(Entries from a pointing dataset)

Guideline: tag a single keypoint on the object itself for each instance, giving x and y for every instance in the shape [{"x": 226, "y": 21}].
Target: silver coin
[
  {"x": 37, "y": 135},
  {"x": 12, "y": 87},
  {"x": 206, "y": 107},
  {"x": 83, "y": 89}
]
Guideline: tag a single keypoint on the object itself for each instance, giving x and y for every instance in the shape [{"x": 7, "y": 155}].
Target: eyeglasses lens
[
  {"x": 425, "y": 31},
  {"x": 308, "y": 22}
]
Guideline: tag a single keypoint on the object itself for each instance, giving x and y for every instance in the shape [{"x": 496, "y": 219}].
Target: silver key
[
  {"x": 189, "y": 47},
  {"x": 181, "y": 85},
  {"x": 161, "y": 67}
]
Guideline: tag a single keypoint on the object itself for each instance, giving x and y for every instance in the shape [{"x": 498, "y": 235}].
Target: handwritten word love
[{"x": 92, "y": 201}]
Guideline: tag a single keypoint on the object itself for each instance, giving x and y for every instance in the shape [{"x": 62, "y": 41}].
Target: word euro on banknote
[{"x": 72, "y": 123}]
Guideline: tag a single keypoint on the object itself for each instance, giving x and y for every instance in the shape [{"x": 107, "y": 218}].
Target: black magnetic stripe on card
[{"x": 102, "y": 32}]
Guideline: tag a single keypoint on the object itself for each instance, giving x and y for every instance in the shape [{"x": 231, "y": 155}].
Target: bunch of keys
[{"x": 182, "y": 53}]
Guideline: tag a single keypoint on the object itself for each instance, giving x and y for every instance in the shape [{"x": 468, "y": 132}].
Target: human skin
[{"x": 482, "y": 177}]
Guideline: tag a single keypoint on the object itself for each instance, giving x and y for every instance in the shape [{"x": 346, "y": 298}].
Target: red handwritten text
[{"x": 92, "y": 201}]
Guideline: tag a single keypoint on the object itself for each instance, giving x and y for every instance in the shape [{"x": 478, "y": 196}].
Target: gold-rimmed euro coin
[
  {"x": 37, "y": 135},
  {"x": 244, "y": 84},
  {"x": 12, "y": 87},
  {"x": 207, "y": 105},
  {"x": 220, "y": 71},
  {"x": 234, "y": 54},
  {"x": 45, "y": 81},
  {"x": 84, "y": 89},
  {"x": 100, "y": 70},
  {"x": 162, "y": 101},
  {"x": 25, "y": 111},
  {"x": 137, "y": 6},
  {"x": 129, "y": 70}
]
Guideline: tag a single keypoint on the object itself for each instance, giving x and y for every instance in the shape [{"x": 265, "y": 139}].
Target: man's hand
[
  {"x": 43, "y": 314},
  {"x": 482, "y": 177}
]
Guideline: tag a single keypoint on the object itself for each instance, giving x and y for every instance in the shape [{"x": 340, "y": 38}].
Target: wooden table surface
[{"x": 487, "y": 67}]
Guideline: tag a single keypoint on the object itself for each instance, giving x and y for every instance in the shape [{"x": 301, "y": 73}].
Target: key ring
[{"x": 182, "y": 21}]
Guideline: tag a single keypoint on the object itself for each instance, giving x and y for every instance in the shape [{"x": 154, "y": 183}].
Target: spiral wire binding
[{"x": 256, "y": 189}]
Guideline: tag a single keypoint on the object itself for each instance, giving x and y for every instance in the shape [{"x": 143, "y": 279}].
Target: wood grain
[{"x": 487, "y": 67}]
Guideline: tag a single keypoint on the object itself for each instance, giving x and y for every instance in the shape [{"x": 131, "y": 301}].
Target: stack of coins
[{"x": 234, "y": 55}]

* [Directions]:
List each line of the records above that contains the word "silver", copying every such line in full.

* [Full solution]:
Target: silver coin
Target: silver key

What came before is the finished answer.